_EXERCISE AIM_
Please copy the listing verbatim, from its first line through the line containing "pixel 686 1130", with both of those lines included.
____
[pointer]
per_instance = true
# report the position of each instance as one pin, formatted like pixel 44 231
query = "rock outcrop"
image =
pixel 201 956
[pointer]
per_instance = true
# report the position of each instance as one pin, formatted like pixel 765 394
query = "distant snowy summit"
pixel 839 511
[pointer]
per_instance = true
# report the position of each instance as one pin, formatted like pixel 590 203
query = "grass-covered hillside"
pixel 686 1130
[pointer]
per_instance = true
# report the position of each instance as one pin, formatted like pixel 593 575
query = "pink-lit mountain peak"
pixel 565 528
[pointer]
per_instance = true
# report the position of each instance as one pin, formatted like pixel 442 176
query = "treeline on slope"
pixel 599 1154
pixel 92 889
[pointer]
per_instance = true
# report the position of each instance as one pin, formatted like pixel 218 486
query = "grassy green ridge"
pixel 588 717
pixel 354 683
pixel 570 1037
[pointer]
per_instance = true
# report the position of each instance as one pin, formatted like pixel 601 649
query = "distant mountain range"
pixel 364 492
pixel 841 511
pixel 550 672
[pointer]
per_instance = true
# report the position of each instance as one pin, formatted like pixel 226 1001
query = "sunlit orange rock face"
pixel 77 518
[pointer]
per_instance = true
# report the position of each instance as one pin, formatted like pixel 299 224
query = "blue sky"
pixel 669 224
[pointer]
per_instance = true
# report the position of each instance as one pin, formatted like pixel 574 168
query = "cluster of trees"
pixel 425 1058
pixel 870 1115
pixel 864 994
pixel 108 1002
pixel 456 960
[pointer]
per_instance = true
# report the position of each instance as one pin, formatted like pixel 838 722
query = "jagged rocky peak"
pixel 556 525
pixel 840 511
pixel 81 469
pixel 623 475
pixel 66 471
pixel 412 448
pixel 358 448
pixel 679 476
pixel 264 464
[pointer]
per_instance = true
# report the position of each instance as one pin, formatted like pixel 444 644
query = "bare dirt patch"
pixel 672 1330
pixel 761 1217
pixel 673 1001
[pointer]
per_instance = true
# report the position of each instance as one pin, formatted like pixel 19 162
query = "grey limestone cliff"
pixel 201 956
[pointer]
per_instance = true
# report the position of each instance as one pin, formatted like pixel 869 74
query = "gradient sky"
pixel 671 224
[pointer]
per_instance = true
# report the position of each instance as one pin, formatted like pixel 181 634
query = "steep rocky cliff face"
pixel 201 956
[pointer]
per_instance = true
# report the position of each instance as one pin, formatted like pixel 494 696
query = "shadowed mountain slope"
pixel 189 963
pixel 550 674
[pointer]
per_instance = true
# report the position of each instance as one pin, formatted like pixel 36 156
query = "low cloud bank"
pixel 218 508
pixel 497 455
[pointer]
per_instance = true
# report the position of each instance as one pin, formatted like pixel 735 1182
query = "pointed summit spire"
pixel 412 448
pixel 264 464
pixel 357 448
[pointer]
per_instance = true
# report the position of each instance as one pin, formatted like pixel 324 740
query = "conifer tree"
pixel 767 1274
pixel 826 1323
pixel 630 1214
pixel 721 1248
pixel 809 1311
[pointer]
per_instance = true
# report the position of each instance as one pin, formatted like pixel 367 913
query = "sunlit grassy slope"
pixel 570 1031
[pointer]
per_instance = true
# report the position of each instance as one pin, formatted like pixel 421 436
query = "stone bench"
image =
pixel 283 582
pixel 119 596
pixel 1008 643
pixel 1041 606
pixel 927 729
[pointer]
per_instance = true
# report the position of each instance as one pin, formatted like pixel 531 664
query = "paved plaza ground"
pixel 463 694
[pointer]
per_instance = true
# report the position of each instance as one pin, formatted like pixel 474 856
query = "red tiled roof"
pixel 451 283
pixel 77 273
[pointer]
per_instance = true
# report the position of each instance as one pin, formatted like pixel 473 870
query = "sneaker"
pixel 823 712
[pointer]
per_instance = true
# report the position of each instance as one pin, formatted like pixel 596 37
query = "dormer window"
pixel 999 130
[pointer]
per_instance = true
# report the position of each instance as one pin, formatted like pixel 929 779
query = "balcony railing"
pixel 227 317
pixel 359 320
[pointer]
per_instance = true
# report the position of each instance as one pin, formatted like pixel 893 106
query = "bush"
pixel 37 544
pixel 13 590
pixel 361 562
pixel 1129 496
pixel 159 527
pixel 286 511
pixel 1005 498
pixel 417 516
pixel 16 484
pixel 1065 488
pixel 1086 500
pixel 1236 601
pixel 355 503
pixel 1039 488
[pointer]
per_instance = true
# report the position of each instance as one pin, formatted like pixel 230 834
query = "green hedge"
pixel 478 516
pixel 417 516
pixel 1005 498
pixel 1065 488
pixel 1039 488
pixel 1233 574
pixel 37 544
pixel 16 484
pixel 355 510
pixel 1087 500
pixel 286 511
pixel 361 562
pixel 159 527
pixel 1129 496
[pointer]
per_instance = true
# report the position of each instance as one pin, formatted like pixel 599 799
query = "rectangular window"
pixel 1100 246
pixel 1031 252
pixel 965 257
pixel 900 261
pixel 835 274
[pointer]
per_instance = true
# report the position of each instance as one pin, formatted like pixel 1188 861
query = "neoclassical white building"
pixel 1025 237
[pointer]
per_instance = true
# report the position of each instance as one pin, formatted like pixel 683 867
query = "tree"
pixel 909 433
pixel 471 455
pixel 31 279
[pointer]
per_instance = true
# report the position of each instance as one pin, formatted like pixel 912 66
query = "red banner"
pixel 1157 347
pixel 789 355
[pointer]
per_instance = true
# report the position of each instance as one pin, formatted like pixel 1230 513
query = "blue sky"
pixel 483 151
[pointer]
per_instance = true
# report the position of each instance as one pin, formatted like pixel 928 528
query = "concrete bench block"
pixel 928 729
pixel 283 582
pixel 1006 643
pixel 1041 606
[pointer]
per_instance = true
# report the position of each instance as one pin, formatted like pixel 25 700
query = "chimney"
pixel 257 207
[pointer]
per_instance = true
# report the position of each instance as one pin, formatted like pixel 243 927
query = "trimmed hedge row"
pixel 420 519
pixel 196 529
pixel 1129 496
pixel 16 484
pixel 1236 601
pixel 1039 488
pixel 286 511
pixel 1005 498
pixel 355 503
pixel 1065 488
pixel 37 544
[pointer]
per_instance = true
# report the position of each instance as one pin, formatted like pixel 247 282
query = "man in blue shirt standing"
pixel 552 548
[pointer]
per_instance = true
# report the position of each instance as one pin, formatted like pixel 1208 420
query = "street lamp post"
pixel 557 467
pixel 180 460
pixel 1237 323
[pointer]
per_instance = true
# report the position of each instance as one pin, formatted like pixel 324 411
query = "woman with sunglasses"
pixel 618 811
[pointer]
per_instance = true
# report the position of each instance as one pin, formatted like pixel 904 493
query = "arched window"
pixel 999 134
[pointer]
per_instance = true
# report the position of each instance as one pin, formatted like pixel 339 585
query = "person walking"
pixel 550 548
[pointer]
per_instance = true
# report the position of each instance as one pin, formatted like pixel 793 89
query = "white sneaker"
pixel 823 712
____
_WRITTEN REPLY_
[pointer]
per_instance = true
# report the position of each instance as one pin, formatted like pixel 44 231
query = "rock outcrop"
image =
pixel 201 956
[pointer]
per_instance = true
# report the position of each instance as one pin, formatted like pixel 765 394
query = "distant snowy summit"
pixel 839 511
[pointer]
per_instance = true
# report the position of each instance as one pin, formatted like pixel 590 203
query = "grass-covered hillside"
pixel 686 1130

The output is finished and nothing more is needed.